▽

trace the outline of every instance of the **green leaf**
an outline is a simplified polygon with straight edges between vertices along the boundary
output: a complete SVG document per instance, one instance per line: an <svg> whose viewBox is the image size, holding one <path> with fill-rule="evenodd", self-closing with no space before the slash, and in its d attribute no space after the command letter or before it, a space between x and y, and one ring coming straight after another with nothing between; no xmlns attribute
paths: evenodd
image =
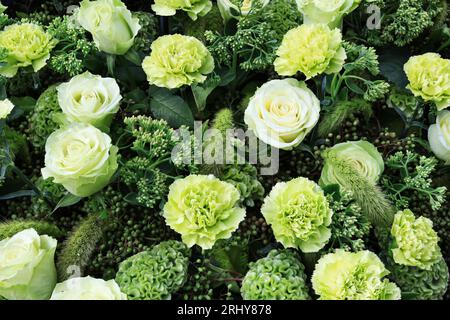
<svg viewBox="0 0 450 320"><path fill-rule="evenodd" d="M153 91L150 110L156 118L166 120L174 128L194 126L194 116L189 105L167 89Z"/></svg>
<svg viewBox="0 0 450 320"><path fill-rule="evenodd" d="M404 89L408 84L408 79L403 70L408 58L408 51L399 48L388 48L379 55L381 74L400 89Z"/></svg>
<svg viewBox="0 0 450 320"><path fill-rule="evenodd" d="M55 209L53 209L52 213L60 208L73 206L74 204L77 204L78 202L80 202L81 199L83 199L83 198L73 195L71 193L68 193L64 197L62 197L61 200L59 200L58 204L56 205Z"/></svg>
<svg viewBox="0 0 450 320"><path fill-rule="evenodd" d="M213 92L214 89L220 85L220 83L220 77L211 77L208 78L202 85L193 85L191 87L198 111L203 111L205 109L206 100L211 92Z"/></svg>

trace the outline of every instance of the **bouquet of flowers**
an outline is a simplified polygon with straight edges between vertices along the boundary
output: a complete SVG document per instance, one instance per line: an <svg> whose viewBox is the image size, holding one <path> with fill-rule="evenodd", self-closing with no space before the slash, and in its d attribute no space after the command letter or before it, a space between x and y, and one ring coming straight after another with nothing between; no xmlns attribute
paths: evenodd
<svg viewBox="0 0 450 320"><path fill-rule="evenodd" d="M0 300L438 300L445 0L0 5Z"/></svg>

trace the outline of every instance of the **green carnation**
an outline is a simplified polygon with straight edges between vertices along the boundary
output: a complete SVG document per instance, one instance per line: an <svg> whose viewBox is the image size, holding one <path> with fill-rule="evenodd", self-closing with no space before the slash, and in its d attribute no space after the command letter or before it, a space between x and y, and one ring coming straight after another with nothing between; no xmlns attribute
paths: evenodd
<svg viewBox="0 0 450 320"><path fill-rule="evenodd" d="M442 258L433 222L425 217L416 219L411 210L395 215L391 235L392 255L398 264L430 270Z"/></svg>
<svg viewBox="0 0 450 320"><path fill-rule="evenodd" d="M388 274L370 251L337 250L320 258L311 281L321 300L398 300L400 289L383 279Z"/></svg>
<svg viewBox="0 0 450 320"><path fill-rule="evenodd" d="M211 0L155 0L152 5L153 11L159 16L174 16L177 10L181 10L192 20L203 17L211 8Z"/></svg>
<svg viewBox="0 0 450 320"><path fill-rule="evenodd" d="M368 181L376 184L384 171L384 161L377 148L367 141L351 141L336 144L328 149L336 157L346 160L348 164ZM335 170L333 161L325 161L320 177L320 185L339 184L345 190L349 190L347 179L339 176L339 170Z"/></svg>
<svg viewBox="0 0 450 320"><path fill-rule="evenodd" d="M217 240L230 238L244 219L239 199L230 183L213 175L190 175L170 186L164 218L188 247L211 249Z"/></svg>
<svg viewBox="0 0 450 320"><path fill-rule="evenodd" d="M330 239L333 212L322 189L306 178L277 183L261 212L286 248L317 252Z"/></svg>
<svg viewBox="0 0 450 320"><path fill-rule="evenodd" d="M289 30L277 50L275 71L281 76L302 72L307 79L337 73L347 55L339 29L324 24L304 24Z"/></svg>
<svg viewBox="0 0 450 320"><path fill-rule="evenodd" d="M405 300L441 300L448 287L448 266L441 258L430 270L396 264L391 257L386 267L391 271L389 278L402 290Z"/></svg>
<svg viewBox="0 0 450 320"><path fill-rule="evenodd" d="M162 242L123 261L116 281L129 300L170 299L186 281L188 253L181 242Z"/></svg>
<svg viewBox="0 0 450 320"><path fill-rule="evenodd" d="M305 267L289 250L272 250L250 264L242 281L244 300L308 300Z"/></svg>
<svg viewBox="0 0 450 320"><path fill-rule="evenodd" d="M159 37L142 68L150 84L169 89L203 83L214 70L214 59L204 44L180 34Z"/></svg>
<svg viewBox="0 0 450 320"><path fill-rule="evenodd" d="M29 66L39 71L46 65L56 42L42 27L32 23L7 26L0 32L0 48L7 51L6 58L0 61L0 74L12 78L19 68Z"/></svg>
<svg viewBox="0 0 450 320"><path fill-rule="evenodd" d="M450 106L450 60L437 53L411 57L405 64L408 89L416 97L436 103L438 110Z"/></svg>
<svg viewBox="0 0 450 320"><path fill-rule="evenodd" d="M345 15L355 10L361 0L296 0L304 23L324 23L330 28L342 27Z"/></svg>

△

:: DIRECTIONS FOR THIS TASK ::
Render the whole listing above as a two-column CSV with the headers instruction and output. Each row should hold one instruction's full text and the outlines given for it, each in a single quoted field with line breaks replaced by spaces, and leave out the pictures.

:: FULL SOLUTION ::
instruction,output
"trace the outline of every instance of the **green leaf** an outline is a simplified polygon with straight edges between vertices along the boundary output: a complete SVG document per instance, one instance per line: an <svg> whose viewBox is the image size, holding one <path> with fill-rule=""evenodd"", self-closing with no space before the slash, and in its d attribute no space after the command letter or before it, a space between x and y, and one ring coming straight after another with nothing between; no xmlns attribute paths: evenodd image =","<svg viewBox=""0 0 450 320""><path fill-rule=""evenodd"" d=""M153 91L150 110L156 118L166 120L174 128L194 126L194 116L189 105L167 89Z""/></svg> <svg viewBox=""0 0 450 320""><path fill-rule=""evenodd"" d=""M404 89L408 84L408 79L403 70L408 58L408 51L399 48L388 48L379 55L381 74L400 89Z""/></svg> <svg viewBox=""0 0 450 320""><path fill-rule=""evenodd"" d=""M55 209L53 209L52 213L60 208L73 206L74 204L77 204L78 202L80 202L81 199L83 199L83 198L73 195L71 193L68 193L64 197L62 197L61 200L59 200L58 204L56 205Z""/></svg> <svg viewBox=""0 0 450 320""><path fill-rule=""evenodd"" d=""M213 92L214 89L220 85L220 83L220 77L211 77L208 78L202 85L193 85L191 87L198 111L203 111L205 109L206 100L211 92Z""/></svg>"
"trace the outline of every instance of the **bouquet of flowers** an outline is a simplified polygon with straight edges between vertices along the boundary output: a complete SVG document per instance, one instance per line: an <svg> whose viewBox is the image size, holding one <path> with fill-rule=""evenodd"", self-closing with no space before the slash, and in its d attribute no space after the command letter or before it, a space between x and y, and one ring coming straight after another with nothing between; no xmlns attribute paths: evenodd","<svg viewBox=""0 0 450 320""><path fill-rule=""evenodd"" d=""M0 300L438 300L445 0L0 5Z""/></svg>"
"trace the outline of every instance of the **green carnation** an outline is a simplified polygon with straight edges between vertices along the boundary output: a complete SVG document per instance, one instance per line: an <svg> whose viewBox is the image size, holding one <path> with fill-rule=""evenodd"", self-closing with no space before the slash, and in its d attribute no space after the command letter or before it, a space between x and y, and one ring coming straight after another with nothing between; no xmlns attribute paths: evenodd","<svg viewBox=""0 0 450 320""><path fill-rule=""evenodd"" d=""M442 258L433 222L425 217L416 219L411 210L395 215L391 235L392 255L398 264L430 270Z""/></svg> <svg viewBox=""0 0 450 320""><path fill-rule=""evenodd"" d=""M388 274L370 251L337 250L320 258L311 281L321 300L398 300L400 289L383 279Z""/></svg> <svg viewBox=""0 0 450 320""><path fill-rule=""evenodd"" d=""M211 0L155 0L152 5L153 11L159 16L174 16L177 10L181 10L192 20L203 17L211 8Z""/></svg> <svg viewBox=""0 0 450 320""><path fill-rule=""evenodd"" d=""M368 181L376 184L384 171L384 161L377 148L367 141L351 141L336 144L328 149L336 157L346 160L348 164ZM335 170L333 161L325 161L320 177L320 185L339 184L345 190L349 190L347 179L339 176L339 170Z""/></svg> <svg viewBox=""0 0 450 320""><path fill-rule=""evenodd"" d=""M217 240L230 238L244 219L239 199L230 183L213 175L190 175L170 186L164 218L188 247L211 249Z""/></svg> <svg viewBox=""0 0 450 320""><path fill-rule=""evenodd"" d=""M330 239L333 212L322 189L306 178L277 183L261 212L286 248L317 252Z""/></svg> <svg viewBox=""0 0 450 320""><path fill-rule=""evenodd"" d=""M289 30L277 50L275 71L281 76L302 72L307 79L337 73L347 55L339 29L324 24L304 24Z""/></svg> <svg viewBox=""0 0 450 320""><path fill-rule=""evenodd"" d=""M405 300L441 300L448 287L448 266L441 258L430 270L396 264L391 257L386 267L391 271L389 278L402 290Z""/></svg> <svg viewBox=""0 0 450 320""><path fill-rule=""evenodd"" d=""M162 242L123 261L116 281L129 300L170 299L186 281L188 253L181 242Z""/></svg> <svg viewBox=""0 0 450 320""><path fill-rule=""evenodd"" d=""M305 267L289 250L272 250L250 264L242 281L244 300L308 300Z""/></svg> <svg viewBox=""0 0 450 320""><path fill-rule=""evenodd"" d=""M159 37L142 68L150 84L169 89L203 83L214 70L214 59L204 44L180 34Z""/></svg> <svg viewBox=""0 0 450 320""><path fill-rule=""evenodd"" d=""M29 66L39 71L46 65L56 42L42 27L32 23L7 26L0 32L0 48L7 51L6 58L0 61L0 74L12 78L19 68Z""/></svg> <svg viewBox=""0 0 450 320""><path fill-rule=""evenodd"" d=""M450 106L450 60L437 53L411 57L405 64L408 89L416 97L436 103L438 110Z""/></svg> <svg viewBox=""0 0 450 320""><path fill-rule=""evenodd"" d=""M345 15L355 10L361 0L296 0L304 23L324 23L330 28L342 27Z""/></svg>"